◆ What the task requires:
Say how many lines in the data hold "hair". Nothing else belongs in the answer.

───── Data shown

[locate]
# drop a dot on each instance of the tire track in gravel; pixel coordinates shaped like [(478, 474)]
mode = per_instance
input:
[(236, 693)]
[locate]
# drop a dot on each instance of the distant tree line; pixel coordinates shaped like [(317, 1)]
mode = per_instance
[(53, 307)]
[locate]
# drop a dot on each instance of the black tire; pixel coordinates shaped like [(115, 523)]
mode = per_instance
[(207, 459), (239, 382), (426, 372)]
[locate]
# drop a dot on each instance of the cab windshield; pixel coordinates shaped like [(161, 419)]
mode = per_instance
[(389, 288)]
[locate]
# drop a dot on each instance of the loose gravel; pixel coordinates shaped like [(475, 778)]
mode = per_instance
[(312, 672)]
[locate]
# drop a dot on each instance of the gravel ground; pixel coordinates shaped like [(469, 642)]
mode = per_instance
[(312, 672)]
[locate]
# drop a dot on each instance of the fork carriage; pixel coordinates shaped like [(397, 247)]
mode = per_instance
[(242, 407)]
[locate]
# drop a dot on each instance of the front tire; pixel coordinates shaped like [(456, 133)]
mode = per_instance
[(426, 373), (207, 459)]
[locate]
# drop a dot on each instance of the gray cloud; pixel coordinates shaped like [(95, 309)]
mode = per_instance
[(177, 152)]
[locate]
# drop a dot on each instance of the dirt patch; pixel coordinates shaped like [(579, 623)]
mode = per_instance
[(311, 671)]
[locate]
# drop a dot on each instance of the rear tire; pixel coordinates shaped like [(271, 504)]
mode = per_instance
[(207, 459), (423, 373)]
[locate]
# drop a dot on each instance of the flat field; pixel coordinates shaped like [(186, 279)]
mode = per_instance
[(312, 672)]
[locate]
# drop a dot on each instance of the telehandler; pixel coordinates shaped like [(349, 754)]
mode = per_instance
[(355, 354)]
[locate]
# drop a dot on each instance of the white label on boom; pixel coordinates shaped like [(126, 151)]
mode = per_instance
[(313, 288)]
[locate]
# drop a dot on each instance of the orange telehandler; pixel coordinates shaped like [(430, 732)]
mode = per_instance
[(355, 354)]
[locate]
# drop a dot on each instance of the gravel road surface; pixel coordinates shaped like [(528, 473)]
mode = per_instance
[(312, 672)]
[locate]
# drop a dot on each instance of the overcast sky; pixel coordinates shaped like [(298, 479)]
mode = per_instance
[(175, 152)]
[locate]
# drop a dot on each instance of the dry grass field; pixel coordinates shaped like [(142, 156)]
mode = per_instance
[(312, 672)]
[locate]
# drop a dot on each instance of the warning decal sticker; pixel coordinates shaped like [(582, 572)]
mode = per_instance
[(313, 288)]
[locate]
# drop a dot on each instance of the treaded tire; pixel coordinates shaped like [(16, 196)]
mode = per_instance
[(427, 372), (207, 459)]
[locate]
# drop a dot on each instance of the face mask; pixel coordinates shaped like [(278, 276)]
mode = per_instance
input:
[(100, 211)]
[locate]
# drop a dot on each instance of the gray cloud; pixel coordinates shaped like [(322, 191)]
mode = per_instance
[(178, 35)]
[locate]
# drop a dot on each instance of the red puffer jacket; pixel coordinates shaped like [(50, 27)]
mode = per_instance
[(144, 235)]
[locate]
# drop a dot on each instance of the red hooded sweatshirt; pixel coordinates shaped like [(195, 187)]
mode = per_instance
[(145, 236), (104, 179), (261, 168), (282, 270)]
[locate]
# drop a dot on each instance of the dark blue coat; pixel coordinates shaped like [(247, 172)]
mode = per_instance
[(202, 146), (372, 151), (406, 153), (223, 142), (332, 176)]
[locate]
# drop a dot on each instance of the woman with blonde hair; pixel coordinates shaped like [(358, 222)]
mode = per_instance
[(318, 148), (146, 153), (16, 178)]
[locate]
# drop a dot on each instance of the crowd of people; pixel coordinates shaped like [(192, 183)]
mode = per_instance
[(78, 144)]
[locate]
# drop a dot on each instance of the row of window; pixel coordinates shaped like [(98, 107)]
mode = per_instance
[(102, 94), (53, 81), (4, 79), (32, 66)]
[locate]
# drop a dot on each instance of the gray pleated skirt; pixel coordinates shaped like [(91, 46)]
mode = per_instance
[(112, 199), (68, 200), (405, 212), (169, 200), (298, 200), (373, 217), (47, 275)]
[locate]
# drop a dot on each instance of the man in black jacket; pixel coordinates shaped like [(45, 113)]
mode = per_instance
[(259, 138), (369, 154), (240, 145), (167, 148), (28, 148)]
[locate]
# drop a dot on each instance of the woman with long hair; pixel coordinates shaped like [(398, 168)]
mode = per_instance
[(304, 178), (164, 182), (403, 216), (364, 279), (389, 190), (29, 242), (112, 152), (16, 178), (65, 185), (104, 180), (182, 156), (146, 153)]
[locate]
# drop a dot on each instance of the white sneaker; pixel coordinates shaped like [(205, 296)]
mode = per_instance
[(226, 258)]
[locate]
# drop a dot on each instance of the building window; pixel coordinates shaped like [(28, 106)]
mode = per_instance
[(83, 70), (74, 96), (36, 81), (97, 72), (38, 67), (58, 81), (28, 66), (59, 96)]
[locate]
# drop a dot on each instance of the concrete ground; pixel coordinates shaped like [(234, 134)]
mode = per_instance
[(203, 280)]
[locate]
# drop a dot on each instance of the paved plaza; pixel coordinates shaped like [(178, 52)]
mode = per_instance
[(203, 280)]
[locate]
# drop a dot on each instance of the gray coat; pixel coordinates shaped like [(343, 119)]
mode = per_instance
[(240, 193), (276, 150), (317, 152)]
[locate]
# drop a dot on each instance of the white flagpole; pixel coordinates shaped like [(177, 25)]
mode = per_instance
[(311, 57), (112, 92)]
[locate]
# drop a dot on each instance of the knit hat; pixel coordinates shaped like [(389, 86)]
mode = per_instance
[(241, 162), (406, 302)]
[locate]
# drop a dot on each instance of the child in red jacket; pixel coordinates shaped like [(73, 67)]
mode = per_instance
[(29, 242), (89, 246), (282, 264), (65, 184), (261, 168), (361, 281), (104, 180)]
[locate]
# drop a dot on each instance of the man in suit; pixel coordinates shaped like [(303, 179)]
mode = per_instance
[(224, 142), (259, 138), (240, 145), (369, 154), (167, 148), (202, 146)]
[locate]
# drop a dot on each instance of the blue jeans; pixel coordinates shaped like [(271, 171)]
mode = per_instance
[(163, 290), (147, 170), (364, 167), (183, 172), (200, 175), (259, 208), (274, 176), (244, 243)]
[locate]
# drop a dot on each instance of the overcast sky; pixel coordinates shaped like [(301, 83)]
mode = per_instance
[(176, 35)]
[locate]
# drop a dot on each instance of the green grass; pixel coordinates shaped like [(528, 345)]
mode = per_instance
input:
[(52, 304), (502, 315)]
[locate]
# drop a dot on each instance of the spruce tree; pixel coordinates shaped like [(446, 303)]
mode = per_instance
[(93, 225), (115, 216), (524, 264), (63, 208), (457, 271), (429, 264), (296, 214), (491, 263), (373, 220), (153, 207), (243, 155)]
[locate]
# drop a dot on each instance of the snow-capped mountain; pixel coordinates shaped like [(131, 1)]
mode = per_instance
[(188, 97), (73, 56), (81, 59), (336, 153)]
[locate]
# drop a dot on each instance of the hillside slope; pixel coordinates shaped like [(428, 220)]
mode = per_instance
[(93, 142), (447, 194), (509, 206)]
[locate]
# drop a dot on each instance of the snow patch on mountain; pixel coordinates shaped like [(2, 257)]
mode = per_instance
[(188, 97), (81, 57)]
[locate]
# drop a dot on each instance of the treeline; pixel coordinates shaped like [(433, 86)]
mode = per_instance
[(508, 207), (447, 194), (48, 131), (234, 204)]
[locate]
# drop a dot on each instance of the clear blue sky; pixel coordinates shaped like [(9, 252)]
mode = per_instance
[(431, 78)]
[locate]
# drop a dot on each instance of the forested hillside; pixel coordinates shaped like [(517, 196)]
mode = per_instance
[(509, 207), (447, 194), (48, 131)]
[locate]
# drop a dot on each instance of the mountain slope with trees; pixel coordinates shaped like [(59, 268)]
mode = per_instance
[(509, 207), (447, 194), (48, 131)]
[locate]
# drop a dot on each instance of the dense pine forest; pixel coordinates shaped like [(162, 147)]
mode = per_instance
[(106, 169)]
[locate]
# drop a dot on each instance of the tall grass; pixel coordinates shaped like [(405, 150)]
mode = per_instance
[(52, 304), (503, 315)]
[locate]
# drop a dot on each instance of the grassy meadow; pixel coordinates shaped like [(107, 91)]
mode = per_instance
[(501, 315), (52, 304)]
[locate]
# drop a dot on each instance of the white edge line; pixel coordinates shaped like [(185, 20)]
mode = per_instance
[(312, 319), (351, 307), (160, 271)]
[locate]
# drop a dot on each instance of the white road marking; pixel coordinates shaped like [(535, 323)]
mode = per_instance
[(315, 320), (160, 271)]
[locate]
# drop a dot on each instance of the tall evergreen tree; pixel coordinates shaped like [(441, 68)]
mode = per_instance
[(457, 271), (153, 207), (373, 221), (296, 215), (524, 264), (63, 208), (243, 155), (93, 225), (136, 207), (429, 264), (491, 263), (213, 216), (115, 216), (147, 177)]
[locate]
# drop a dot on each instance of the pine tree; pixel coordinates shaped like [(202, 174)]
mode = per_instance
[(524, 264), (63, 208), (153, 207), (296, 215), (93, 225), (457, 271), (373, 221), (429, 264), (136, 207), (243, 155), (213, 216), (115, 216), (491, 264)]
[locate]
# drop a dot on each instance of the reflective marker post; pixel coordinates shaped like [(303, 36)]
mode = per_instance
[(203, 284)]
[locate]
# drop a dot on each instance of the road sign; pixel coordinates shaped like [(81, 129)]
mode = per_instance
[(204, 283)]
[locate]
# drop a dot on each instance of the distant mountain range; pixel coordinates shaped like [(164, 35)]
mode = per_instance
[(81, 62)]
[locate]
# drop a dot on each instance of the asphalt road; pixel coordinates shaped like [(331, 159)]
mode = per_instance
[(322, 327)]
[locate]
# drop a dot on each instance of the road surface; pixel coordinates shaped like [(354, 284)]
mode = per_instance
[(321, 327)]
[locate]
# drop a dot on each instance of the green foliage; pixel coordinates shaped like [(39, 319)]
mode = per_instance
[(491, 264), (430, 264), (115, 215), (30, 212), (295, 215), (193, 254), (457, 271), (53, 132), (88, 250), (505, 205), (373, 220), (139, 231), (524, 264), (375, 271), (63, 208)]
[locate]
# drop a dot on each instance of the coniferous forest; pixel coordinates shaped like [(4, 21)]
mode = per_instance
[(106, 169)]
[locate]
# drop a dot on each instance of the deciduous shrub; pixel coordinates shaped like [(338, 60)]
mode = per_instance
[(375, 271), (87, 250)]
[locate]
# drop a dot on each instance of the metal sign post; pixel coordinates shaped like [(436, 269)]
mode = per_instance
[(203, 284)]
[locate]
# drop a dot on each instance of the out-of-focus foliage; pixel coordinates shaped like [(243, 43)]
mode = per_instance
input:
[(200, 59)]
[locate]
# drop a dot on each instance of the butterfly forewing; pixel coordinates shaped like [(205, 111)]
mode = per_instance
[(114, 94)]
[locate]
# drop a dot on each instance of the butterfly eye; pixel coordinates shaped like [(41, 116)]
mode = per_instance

──────────

◆ Output for this task:
2